═════ Kutipan untuk Dibaca

Kepemimpinan transformasional menjawab tantangan zaman yang penuh dengan perubahan. Zaman yang dihadapi saat ini bukan zaman ketika manusia menerima segala apa yang menimpanya, tetapi zaman di mana manusia dapat mengkritik dan meminta yang layak dari apa yang diberikannya secara kemanusiaan. Dalam terminologi motivasi Maslow, manusia di era ini adalah manusia yang memiliki keinginan mengaktualisasikan dirinya, yang berimplikasi pada bentuk pelayanan dan penghargaan terhadap manusia itu sendiri. Kepemimpinan transformasional tidak saja didasarkan pada kebutuhan akan penghargaan diri, tetapi menumbuhkan kesadaran para pimpinan untuk berbuat yang terbaik dan memandang manusia, kinerja, dan pertumbuhan organisasi adalah sisi yang saling berpengaruh.

══════════

- **Daftar Soal**:
1. Cetak ulang seluruh bagian teks tentang kepemimpinan transformasional di atas, mulai dari "Kepemimpinan transformasional menjawab" sampai dengan "yang saling berpengaruh.".
2. Lanjutkan teks tentang kepemimpinan transformasional di atas, dimulai tepat setelah kalimat terakhirnya.

═════ Data yang Disediakan

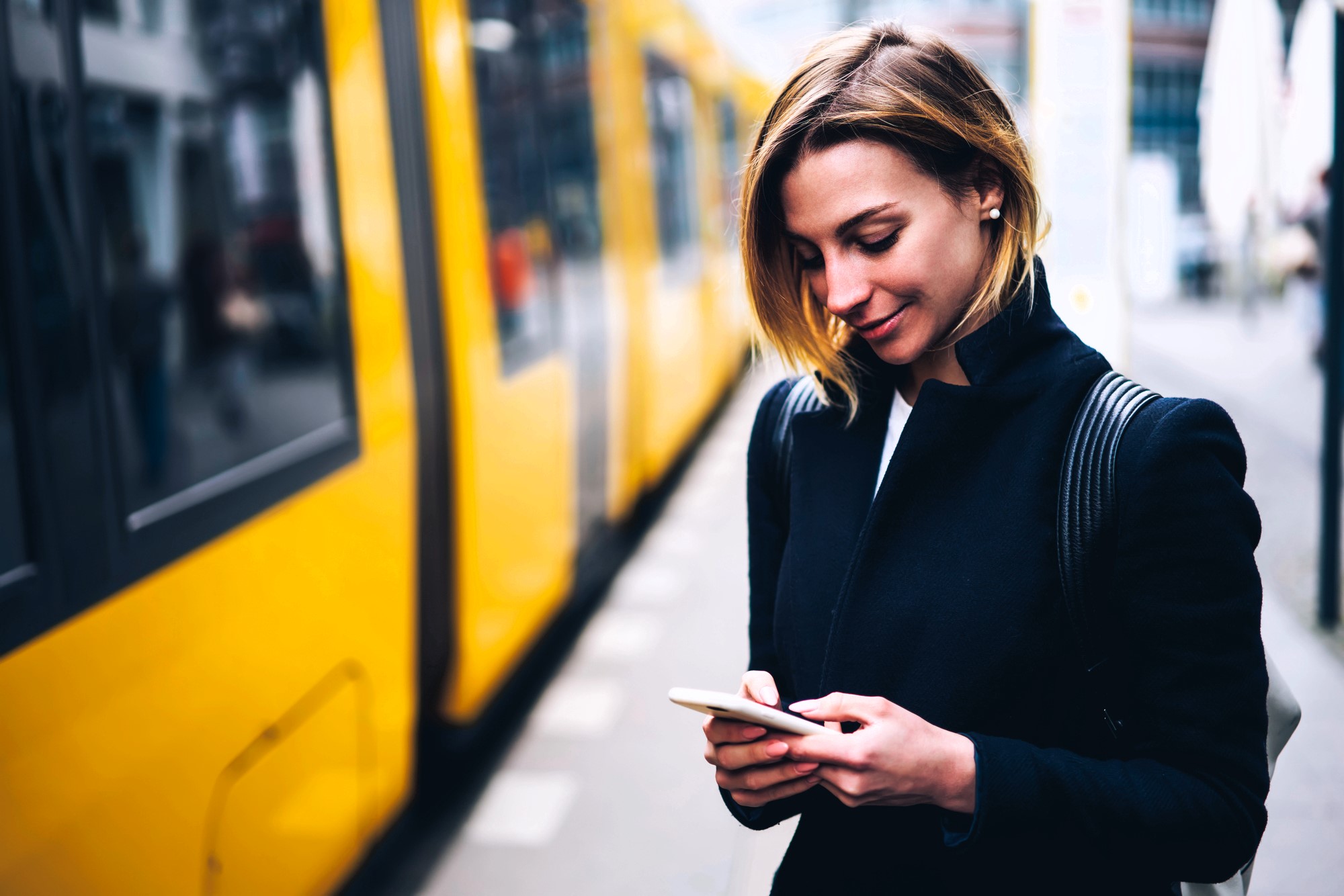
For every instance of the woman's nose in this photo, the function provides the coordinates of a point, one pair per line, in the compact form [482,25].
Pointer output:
[847,288]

══════════

- **Hasil Pengerjaan**:
1.
Kepemimpinan transformasional menjawab tantangan zaman yang penuh dengan perubahan. Zaman yang dihadapi saat ini bukan zaman ketika manusia menerima segala apa yang menimpanya, tetapi zaman di mana manusia dapat mengkritik dan meminta yang layak dari apa yang diberikannya secara kemanusiaan. Dalam terminologi motivasi Maslow, manusia di era ini adalah manusia yang memiliki keinginan mengaktualisasikan dirinya, yang berimplikasi pada bentuk pelayanan dan penghargaan terhadap manusia itu sendiri. Kepemimpinan transformasional tidak saja didasarkan pada kebutuhan akan penghargaan diri, tetapi menumbuhkan kesadaran para pimpinan untuk berbuat yang terbaik dan memandang manusia, kinerja, dan pertumbuhan organisasi adalah sisi yang saling berpengaruh.

2.
Kepemimpinan transformasional sebagai suatu proses yang pada dasarnya para pemimpin dan pengikut saling menaikkan diri ke tingkat moralitas dan motivasi yang lebih tinggi. Pemimpin adalah seorang yang sadar akan prinsip perkembangan oganisasi dan kinerja manusia sehingga ia berupaya mengembangkan segi kepemimpinannya secara utuh melalui pemotivasian terhadap anggota dan pimpinan yang lain dan  menyerukan cita-cita yang lebih tinggi dan nilai-nilai moral seperti kemerdekaan, keadilan, dan kemanusiaan, bukan didasarkan atas emosi, seperti misalnya keserakahan, kecemburuan, kebencian apalagi kebohongan.
Demikian opini kita tentang model kepemimpinan Muhammadiyah, mudah-mudahan dapat memberi inspirasi dan motivasi untuk mengembangkan Persyarikatan Muhammadiyah yang kita cintai. Model kepemimpinan transformasional ini hanya tawaran bisa dikaji dan didiskusikan lagi secara mendalam, tidak lain untuk pengembangan dan kemajuan Muhammadiyah. (Sumber :http://andiirawan68.blogspot.co.id).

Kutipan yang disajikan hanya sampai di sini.